---------- Page text

OK, so you agree that disability is riddled with fraud and waste. And that's what needs to be addressed, not additional funding.
As to Medicare, the program needs to be reformed to empower people to spend their own money on their own healthcare. The issue is not the existence of needy people. The issue is that the program is set up in a way to minimize responsibility and encourage over-spending.
Edited.
And, I am willing to bet there are a lot more people who should receive disability but are denied. I know 3 people off the top of my head who had legitimate debilitating injuries who applied for disability and 2 were denied. The one that did receive disability took 2 years of fighting with the state. We held numerous benefits for him so he didn't lose his house.
Medicare is much more efficient and cost effective than private insurance.
Medicare has a better track record of controlling costs. Beginning in 1997, the growth in Medicare’s cost per beneficiary has been slower than the cost escalation in coverage delivered by private insurers. Between 2002 and 2006, for example, Medicare’s cost per beneficiary rose 5.4 percent, while per capita costs in private insurance rose 7.7 percent, according to MedPAC, an independent agency charged with advising Congress on Medicare issues.
On July 30, 1965, President Lyndon Johnson signed the law creating Medicare.
At the time, about half of the elderly had no health insurance—they were too old and too likely to get sick, so the private market simply wouldn’t insure them. The elderly were the demographic group most likely to live in poverty, and about one in three older Americans were poor. Blacks and other minorities could not receive treatment in whites-only medical facilities, discrimination that was barred by Medicare.
Now the elderly are among the best-insured Americans, with upward of 95 percent covered by Medicare. The rate of poverty among those 65 and older is under 10 percent. The decline in elderly poverty began with the creation of Social Security—but it accelerated, according to Census Bureau data, only after Medicare coverage began.

--------------------
---------- Record excerpts

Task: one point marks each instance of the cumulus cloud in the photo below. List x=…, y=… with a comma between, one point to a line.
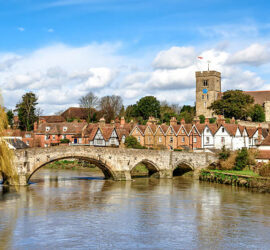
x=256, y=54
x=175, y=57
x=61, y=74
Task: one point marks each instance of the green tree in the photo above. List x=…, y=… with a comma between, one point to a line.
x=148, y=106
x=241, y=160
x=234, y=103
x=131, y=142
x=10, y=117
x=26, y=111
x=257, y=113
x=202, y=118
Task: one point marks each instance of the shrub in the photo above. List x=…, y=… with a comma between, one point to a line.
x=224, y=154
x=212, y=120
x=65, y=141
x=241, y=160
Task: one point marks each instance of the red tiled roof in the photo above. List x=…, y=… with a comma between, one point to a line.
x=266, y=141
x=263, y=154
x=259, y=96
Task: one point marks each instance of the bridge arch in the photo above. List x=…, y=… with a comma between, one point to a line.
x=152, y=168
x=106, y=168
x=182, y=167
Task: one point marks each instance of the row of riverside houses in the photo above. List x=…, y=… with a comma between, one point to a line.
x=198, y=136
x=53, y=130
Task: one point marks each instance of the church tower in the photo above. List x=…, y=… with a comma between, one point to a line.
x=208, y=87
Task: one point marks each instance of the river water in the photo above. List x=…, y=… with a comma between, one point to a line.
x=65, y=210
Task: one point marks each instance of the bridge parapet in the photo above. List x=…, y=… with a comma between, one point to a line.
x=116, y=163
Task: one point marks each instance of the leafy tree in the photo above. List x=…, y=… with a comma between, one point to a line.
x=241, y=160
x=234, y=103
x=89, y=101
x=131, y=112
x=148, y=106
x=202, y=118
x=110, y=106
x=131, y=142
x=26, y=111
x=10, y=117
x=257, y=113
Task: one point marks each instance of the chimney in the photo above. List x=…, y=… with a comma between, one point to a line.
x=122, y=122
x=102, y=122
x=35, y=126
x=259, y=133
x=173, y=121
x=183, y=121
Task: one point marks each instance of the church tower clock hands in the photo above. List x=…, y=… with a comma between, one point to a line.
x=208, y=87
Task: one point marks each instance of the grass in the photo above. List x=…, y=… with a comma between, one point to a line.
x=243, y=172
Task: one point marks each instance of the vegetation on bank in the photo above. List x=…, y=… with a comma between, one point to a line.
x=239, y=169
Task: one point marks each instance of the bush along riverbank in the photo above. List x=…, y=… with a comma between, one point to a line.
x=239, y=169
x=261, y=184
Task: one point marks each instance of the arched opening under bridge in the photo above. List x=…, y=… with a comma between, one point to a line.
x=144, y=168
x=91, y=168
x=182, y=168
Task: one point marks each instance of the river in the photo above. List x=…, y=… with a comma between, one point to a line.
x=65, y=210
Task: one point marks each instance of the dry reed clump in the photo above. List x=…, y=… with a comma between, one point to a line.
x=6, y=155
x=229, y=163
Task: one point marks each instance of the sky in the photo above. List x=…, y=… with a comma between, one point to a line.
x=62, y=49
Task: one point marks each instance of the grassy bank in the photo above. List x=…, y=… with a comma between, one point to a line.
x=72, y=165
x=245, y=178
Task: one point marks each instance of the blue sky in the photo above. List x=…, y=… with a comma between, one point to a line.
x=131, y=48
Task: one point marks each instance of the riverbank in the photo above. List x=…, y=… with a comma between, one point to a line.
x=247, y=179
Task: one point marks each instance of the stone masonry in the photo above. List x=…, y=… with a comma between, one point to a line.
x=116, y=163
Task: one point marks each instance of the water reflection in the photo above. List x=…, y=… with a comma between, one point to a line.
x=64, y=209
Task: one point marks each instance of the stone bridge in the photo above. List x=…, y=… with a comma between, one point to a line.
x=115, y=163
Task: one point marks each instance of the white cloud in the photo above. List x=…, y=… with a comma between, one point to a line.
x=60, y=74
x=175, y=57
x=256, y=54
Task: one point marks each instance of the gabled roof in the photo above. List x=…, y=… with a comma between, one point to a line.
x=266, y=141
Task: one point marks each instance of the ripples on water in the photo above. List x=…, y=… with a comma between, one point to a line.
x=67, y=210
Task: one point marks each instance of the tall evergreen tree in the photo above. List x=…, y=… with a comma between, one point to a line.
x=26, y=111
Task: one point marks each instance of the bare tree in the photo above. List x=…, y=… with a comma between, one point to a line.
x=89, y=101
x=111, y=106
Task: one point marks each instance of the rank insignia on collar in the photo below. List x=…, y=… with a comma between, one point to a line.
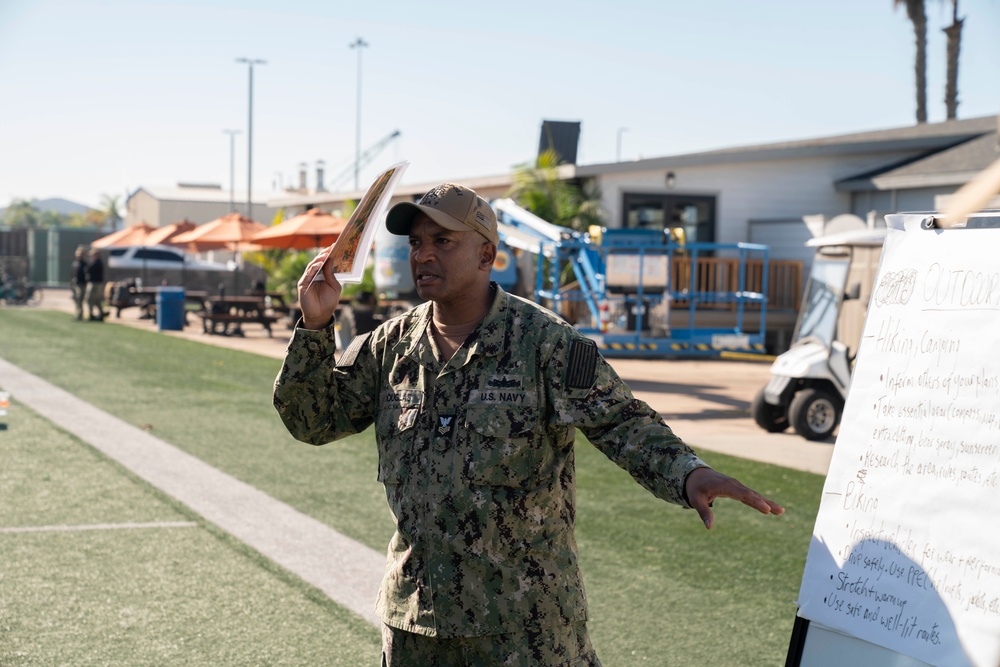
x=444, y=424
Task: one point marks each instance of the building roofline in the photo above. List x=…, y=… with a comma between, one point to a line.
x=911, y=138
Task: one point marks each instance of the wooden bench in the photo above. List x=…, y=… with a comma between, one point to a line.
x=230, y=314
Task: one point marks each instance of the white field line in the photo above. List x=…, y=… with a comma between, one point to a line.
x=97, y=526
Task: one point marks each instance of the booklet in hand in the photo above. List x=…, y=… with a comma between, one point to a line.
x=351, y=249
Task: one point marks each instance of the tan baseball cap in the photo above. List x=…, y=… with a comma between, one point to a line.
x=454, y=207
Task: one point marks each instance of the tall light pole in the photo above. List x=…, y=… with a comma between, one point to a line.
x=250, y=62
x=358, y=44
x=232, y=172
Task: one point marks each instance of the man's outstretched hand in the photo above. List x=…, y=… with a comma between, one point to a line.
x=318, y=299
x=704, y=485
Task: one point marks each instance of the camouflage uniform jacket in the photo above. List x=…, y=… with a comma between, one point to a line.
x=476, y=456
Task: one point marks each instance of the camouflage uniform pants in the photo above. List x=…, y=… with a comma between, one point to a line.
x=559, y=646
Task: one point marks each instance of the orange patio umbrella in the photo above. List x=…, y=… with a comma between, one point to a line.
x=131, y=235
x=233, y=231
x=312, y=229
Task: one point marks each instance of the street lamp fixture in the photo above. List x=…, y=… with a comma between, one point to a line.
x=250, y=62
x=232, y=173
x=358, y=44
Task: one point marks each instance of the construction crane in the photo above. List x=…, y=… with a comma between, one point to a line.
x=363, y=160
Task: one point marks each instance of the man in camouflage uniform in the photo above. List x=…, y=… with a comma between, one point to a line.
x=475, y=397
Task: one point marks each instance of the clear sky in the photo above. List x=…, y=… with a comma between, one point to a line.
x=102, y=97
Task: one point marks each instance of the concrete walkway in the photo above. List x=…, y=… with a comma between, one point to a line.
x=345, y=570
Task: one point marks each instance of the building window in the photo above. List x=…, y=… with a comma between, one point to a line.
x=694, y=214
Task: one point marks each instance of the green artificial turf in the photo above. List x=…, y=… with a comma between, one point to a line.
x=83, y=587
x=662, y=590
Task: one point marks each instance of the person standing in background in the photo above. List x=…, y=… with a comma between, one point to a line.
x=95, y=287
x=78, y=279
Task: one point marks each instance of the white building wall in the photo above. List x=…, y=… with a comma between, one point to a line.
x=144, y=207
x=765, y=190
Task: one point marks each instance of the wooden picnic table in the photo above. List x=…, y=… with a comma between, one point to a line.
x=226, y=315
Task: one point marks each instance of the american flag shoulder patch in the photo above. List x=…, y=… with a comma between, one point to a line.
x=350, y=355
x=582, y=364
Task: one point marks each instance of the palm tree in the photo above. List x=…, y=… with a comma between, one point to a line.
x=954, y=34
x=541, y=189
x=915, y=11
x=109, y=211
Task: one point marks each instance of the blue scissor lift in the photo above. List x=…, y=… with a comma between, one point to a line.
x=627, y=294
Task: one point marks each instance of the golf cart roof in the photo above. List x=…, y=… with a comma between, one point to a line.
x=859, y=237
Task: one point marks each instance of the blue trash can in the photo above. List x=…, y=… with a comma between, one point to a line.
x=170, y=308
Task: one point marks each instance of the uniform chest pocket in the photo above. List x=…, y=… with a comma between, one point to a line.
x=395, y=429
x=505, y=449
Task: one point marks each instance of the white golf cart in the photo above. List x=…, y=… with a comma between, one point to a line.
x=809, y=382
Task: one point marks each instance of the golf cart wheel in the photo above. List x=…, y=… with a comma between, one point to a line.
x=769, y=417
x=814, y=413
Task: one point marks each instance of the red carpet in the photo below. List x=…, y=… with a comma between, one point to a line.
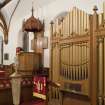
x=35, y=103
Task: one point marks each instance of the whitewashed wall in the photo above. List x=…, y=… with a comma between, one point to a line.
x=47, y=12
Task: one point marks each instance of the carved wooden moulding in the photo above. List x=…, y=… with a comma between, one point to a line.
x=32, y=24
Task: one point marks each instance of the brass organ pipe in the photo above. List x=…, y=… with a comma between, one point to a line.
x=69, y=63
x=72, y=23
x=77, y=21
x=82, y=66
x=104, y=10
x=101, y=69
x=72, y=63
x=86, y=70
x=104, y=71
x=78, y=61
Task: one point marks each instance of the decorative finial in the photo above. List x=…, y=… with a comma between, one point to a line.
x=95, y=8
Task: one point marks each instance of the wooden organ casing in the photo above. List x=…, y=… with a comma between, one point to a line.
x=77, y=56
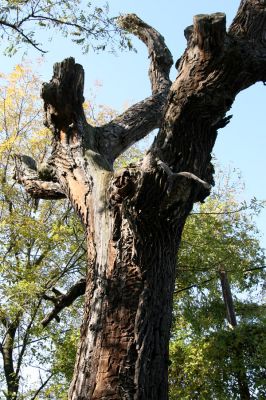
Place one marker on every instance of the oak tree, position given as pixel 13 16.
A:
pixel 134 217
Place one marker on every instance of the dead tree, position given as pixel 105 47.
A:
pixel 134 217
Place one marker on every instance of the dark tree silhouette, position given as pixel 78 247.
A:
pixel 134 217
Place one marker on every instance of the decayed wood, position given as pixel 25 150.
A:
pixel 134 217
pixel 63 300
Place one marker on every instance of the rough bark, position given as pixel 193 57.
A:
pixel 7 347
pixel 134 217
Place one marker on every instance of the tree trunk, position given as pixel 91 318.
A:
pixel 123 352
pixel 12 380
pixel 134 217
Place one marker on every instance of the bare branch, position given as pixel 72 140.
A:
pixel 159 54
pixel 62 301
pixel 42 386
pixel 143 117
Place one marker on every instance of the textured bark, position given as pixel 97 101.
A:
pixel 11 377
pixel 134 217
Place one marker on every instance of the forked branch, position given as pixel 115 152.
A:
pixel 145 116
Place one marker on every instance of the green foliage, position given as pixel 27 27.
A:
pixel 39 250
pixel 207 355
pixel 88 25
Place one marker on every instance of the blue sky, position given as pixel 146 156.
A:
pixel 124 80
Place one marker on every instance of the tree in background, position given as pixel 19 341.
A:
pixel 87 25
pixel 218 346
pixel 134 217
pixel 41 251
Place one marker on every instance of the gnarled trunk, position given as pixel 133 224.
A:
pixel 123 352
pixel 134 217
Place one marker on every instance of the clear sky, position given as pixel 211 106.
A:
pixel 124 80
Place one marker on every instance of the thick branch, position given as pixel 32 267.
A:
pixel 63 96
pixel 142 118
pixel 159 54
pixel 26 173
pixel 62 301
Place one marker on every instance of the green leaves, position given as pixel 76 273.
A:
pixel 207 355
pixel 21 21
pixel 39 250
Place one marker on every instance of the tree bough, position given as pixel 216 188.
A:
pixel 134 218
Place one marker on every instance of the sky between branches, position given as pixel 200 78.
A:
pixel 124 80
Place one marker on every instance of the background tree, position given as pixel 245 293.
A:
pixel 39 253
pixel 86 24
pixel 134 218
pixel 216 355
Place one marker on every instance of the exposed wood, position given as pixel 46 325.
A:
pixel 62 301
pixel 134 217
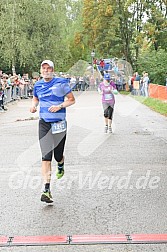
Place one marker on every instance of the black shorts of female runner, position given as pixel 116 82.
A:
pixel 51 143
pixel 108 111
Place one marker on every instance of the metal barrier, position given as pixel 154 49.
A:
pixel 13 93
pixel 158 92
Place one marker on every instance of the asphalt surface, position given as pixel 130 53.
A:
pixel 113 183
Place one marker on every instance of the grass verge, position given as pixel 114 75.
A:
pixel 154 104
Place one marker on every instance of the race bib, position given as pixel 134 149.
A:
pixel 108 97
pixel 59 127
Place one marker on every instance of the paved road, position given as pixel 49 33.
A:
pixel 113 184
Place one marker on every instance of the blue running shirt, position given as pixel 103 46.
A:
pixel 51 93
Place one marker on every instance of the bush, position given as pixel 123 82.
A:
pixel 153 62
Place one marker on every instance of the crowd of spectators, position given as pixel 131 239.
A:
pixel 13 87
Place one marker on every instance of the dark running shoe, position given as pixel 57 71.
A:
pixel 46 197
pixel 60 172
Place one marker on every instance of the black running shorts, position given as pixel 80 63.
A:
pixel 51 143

--------------------

# [Your instructions]
Which years are mentioned in the Medicare discussion above the listing?

# [Exercise solution]
1965, 1997, 2002, 2006